### Given instruction A:
Show every line of the listing below that contains the string "spire". Case counts.

### Text segment:
Making a map has a startup cost unlike any other medium we typically work with (e.g. docs, slides, spreadsheets). When you go to make a map, you have to assemble the datasets you want to visualize and upload them into your software. At Felt, we want our users to grab any file on hand, drag and drop it into the browser and be on their way to making a great map.

So we released ‘Upload Anything’: one upload button that is smart enough to make most decisions for you. Within seconds, anyone can upload complex geospatial datasets (or images!) and see them on a fast, responsive map (built with Protomaps), and those data layers can be styled in the Felt UI. The result feels buttery smooth and unlike anything else that currently exists for map-making.

To achieve this level of simplicity for the user was technically challenging, required a feat of engineering and some key architectural decisions. We had to build an architecture that accounted for:

• Pipeline speed optimization - how do we execute several computations to visualize the data accurately from the cloud while remaining fast, so uploading anything feels magical to the user no matter their file size?
• Increased File type & size support - how can Felt quickly identify any file type and know what to do with it? How can we support very large files that are needed for sophisticated mapping use cases?
• Ease of use - How do we do this in a way that feels fantastic to use in the product?

The decisions we made not only helped us achieve these outcomes, but also provided some key benefits that will make allow us to ship more quickly and confidently. Here's how we did it.

Upload Anything 1.0

Upload Anything started as an internal tool we built to prove that there's an easier way to make maps. Felt's multiplayer and collaborative features are built with Elixir and while Elixir has served us well for our multiplayer backend, Python has been the lingua franca for data scientists and especially GIS professionals for decades. We wanted to stand on the shoulders of giants and reuse many of the great tooling available to us.

### Data rows:
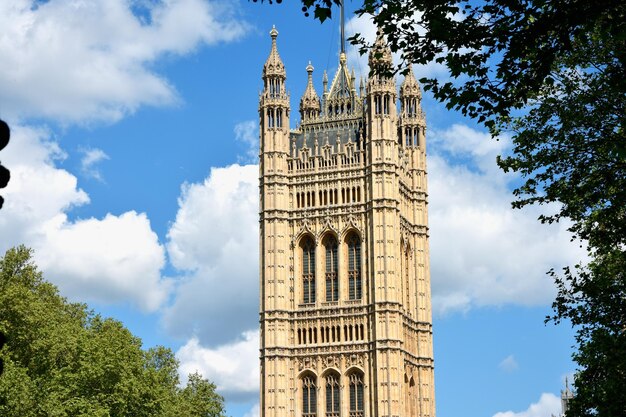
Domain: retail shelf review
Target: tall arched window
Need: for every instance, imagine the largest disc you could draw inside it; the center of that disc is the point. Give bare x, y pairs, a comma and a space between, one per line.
308, 270
356, 394
354, 267
332, 395
332, 280
406, 278
309, 396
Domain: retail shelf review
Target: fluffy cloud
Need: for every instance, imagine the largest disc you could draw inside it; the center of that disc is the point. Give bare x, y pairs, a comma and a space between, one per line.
549, 404
91, 60
482, 251
247, 133
234, 368
214, 240
508, 364
91, 157
114, 259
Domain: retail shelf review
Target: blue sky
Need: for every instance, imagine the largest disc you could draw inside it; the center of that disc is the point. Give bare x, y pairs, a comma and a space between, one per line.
134, 135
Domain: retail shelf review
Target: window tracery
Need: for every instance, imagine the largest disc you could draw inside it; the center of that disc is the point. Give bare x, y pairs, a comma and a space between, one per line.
332, 395
332, 280
356, 394
354, 267
308, 270
309, 396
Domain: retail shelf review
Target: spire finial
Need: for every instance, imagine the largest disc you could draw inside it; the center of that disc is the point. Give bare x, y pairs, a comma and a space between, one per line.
343, 33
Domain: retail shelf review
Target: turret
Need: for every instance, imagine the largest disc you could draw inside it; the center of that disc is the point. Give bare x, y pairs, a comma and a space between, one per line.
412, 121
381, 91
310, 102
274, 102
274, 73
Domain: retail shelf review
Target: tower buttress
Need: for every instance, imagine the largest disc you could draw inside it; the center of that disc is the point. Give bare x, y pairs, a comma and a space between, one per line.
274, 246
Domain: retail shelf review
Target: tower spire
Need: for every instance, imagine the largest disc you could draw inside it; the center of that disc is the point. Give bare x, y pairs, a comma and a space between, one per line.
343, 32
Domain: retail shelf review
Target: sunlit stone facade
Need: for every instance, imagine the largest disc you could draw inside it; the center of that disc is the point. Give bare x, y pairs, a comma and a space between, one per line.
345, 307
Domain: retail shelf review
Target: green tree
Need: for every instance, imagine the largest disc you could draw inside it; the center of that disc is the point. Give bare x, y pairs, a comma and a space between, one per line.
63, 360
551, 74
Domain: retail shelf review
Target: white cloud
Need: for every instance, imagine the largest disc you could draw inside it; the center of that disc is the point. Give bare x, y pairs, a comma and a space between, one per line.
549, 404
482, 251
248, 134
91, 157
234, 367
508, 364
214, 239
117, 258
91, 60
110, 260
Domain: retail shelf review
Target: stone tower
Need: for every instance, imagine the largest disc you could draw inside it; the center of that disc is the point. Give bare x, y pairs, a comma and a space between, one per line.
346, 327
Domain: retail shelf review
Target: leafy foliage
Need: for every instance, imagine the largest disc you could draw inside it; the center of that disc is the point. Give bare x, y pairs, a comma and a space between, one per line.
63, 360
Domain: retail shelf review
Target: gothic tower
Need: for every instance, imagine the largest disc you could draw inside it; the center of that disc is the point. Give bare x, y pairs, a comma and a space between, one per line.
346, 327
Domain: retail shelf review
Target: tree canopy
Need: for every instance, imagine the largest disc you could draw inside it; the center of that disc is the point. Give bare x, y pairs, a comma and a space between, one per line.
550, 74
61, 359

### Given instruction B:
In the text about Felt's Upload Anything feature, list the short labels that begin the bulleted items naming what the architecture had to account for.

### Written answer A:
Target: spire finial
Target: tower spire

### Written answer B:
Pipeline speed optimization
Increased File type & size support
Ease of use